What is needed
Word for word, restate the lines that run from the line containing "--target scattered coconut shavings" to the last line of the records below.

(Entries taken from a collection)
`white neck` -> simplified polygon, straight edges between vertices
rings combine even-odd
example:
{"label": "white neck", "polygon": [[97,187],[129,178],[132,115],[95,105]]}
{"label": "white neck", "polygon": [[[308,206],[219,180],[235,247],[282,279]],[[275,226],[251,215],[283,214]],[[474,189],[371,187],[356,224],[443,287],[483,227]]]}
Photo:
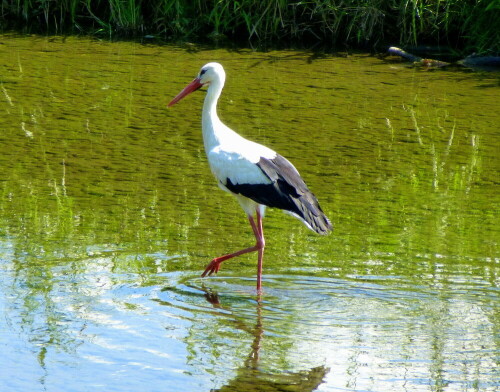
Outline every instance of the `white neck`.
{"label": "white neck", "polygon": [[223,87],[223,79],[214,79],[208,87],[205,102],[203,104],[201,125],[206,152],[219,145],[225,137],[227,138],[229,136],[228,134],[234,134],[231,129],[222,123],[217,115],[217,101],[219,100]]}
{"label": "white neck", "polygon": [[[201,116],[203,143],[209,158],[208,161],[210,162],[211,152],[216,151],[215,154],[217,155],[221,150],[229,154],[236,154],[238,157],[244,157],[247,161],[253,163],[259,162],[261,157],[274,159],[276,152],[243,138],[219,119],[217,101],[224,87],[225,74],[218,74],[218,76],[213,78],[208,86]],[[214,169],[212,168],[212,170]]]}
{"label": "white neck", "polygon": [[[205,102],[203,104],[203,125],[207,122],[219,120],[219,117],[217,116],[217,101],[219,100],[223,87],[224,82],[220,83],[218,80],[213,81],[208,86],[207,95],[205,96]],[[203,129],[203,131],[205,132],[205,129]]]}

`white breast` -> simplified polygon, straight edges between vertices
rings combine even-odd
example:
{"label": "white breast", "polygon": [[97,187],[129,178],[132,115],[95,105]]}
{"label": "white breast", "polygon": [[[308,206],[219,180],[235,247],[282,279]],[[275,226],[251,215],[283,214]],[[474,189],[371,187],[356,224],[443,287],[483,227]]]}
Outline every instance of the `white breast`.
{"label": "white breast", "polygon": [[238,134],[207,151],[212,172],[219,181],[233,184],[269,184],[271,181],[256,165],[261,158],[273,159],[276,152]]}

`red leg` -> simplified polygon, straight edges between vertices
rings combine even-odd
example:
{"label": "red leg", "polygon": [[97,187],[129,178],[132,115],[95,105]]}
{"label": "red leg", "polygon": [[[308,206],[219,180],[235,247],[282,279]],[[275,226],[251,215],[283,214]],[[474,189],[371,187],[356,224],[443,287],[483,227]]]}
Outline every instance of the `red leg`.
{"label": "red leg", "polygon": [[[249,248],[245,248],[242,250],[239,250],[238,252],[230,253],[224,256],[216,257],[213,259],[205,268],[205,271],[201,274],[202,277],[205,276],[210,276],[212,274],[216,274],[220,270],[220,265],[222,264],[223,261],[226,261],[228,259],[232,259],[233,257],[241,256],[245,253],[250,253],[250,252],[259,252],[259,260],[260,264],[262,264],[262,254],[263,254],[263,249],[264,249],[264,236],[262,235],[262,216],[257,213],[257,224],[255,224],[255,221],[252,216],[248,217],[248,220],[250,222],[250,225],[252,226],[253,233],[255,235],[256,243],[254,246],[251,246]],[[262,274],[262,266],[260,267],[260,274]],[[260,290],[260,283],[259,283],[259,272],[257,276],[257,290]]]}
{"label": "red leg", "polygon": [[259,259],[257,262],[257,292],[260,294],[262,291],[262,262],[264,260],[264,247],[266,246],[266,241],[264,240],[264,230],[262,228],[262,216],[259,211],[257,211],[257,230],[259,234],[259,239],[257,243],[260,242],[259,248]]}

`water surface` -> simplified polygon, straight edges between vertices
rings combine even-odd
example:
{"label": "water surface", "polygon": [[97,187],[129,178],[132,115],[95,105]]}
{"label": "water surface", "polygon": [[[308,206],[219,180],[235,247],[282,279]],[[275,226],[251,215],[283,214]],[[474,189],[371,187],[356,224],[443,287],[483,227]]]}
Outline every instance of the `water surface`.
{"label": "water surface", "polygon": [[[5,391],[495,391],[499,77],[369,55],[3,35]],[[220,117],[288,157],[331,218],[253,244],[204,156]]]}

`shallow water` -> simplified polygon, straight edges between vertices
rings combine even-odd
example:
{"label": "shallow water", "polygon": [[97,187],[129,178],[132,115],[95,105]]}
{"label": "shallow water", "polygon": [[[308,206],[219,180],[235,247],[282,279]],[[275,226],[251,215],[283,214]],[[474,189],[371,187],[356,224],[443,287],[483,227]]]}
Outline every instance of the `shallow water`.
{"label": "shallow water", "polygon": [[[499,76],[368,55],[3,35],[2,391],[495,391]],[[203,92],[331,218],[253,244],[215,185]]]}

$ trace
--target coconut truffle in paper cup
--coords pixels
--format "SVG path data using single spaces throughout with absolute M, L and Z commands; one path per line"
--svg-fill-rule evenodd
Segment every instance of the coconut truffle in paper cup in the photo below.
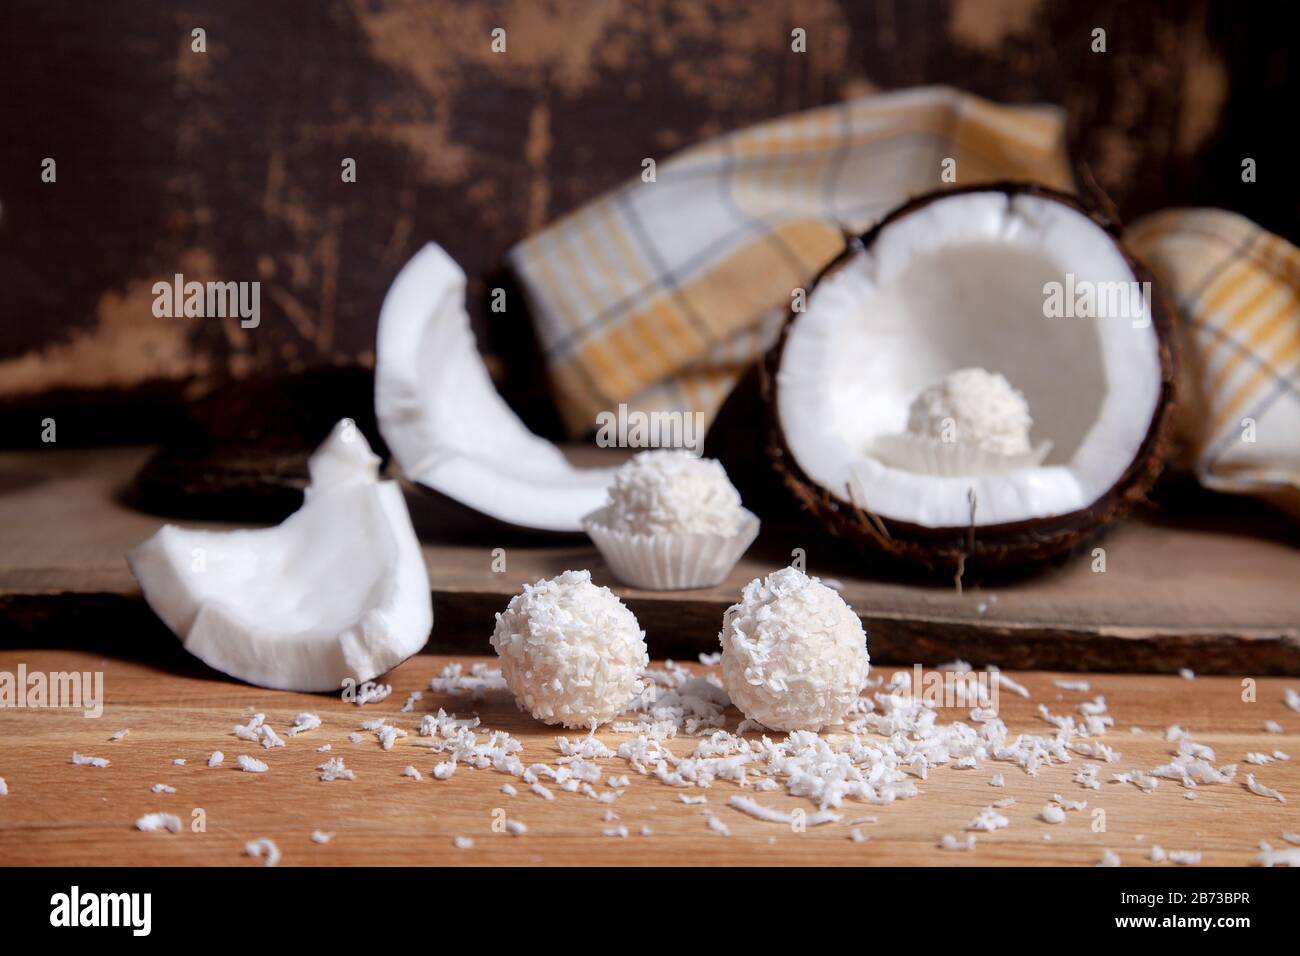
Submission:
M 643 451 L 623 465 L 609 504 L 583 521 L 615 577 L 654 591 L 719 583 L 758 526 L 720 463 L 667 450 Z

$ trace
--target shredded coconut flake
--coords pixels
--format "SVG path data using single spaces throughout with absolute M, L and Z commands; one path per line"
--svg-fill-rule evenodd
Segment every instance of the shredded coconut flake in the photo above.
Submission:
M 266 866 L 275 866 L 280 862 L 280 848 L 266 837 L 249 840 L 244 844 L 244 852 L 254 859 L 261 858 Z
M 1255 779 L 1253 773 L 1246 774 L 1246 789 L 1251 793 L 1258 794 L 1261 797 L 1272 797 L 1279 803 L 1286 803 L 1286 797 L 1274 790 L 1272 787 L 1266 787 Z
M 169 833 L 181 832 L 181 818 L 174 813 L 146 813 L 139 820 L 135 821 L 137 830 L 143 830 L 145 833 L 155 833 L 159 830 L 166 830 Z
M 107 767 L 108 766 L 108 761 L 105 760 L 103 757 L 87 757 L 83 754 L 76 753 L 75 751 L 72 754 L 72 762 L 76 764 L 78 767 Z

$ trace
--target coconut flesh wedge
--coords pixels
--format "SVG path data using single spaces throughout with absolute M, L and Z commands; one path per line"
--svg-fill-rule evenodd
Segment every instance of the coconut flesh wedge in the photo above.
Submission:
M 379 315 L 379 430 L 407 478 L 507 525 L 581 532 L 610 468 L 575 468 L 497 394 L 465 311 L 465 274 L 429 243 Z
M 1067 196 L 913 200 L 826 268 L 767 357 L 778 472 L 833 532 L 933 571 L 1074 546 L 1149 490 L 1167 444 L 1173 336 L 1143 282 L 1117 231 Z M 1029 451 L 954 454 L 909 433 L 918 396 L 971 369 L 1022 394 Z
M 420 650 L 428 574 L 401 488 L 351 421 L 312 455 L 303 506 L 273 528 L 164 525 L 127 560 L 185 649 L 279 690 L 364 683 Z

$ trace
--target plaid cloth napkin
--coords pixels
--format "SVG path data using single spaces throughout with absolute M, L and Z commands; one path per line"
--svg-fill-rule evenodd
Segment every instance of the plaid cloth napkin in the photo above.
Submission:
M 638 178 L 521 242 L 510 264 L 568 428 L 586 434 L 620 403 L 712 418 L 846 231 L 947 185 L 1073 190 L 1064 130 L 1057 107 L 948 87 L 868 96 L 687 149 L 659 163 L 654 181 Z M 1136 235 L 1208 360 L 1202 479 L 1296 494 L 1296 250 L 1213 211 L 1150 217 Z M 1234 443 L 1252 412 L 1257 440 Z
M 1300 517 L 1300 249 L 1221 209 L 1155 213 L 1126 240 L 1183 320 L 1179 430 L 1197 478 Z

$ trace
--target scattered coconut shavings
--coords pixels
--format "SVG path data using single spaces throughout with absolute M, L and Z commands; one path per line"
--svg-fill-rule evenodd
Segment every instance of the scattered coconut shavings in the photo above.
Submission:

Response to this task
--target scattered coconut shavings
--coords pixels
--format "SVG path data using single spaces throughout with absolute M, L and Z commands; one path per line"
--svg-fill-rule evenodd
Segment every instance of the scattered coconut shavings in the photo above.
Submission:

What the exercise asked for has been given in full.